Buserbhayangkara.com, Indramayu – Kehidupan pasangan suami istri H. Sadik Kastara dan Minah Rijal Bajuri ini berjalan seperti masyarakat biasa pada umumnya, mereka menikmati hari tua dengan damai dan tentram disalah satu desa yang berada dikabupaten indramayu.Ibarat pribahasa, malang tak dapat ditolak untung tak dapat diraih, kedamaian dan ketentraman yang selama ini dijalani harus terusik dengan kehadiran seorang laki laki bernama Endang yang tiba tiba mengaku telah membeli rumah tinggal yang telah dihuninya bertahun tahun.
Kakek beberapa cucu ini seperti tersambar petir ketika lelaki yang datang tersebut memintanya agar meninggalkan dan mengosongkan rumah dengan alasan bahwa rumah tersebut telah dibeli olehnya, lelaki yang mengaku bernama Endang ini juga mengatakan bahwa sertifikat rumahnya telah dibalik nama, hal ini diungkapkan H. Sadik dengan nada lemah dan dengan deraian air mata kepada Buser Bhayangkara yang datang menyambanginya bersama kuasa hukumnya dari Lembaga Aliansi Indonesia Agung Muing.
Agung Muing yang bertindak sebagai sebagai kuasa hukum H. Sadik memaparkan kepada Buser Bhayangkara hal ikhwal terjadinya kisruh antara kedua belah pihak ini.

──────

### Yang Anda Kerjakan
Dapatkah Anda memetik persis bagian berita sengketa rumah di atas, mulai dari kata-kata yang memuat "Agung Muing yang" dan berhenti setelah "belah pihak ini."? Baris-baris di bawah ini tidak berkaitan dengan berita sengketa rumah di atas.

(Butir data)
──────

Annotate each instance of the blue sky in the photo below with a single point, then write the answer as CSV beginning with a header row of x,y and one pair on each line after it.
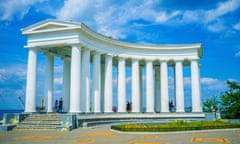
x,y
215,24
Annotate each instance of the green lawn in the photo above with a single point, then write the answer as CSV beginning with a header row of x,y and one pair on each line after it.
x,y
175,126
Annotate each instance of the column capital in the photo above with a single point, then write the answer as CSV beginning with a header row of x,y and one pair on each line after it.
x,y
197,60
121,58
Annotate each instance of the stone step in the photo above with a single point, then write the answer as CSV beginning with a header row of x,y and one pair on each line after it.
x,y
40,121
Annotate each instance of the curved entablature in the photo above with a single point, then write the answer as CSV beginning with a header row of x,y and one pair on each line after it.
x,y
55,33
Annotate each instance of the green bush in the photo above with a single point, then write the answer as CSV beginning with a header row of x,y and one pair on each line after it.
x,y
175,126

──────

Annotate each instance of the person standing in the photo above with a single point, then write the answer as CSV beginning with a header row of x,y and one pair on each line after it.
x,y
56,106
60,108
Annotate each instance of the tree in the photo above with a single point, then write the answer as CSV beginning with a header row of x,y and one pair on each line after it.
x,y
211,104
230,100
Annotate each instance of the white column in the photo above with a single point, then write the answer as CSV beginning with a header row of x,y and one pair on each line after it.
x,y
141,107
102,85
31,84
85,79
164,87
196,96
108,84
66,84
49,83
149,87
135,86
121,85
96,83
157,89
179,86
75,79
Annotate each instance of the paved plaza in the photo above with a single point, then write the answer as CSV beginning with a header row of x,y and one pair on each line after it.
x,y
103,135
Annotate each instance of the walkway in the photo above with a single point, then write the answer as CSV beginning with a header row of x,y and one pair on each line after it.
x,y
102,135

──────

### Jawaban
Agung Muing yang bertindak sebagai sebagai kuasa hukum H. Sadik memaparkan kepada Buser Bhayangkara hal ikhwal terjadinya kisruh antara kedua belah pihak ini.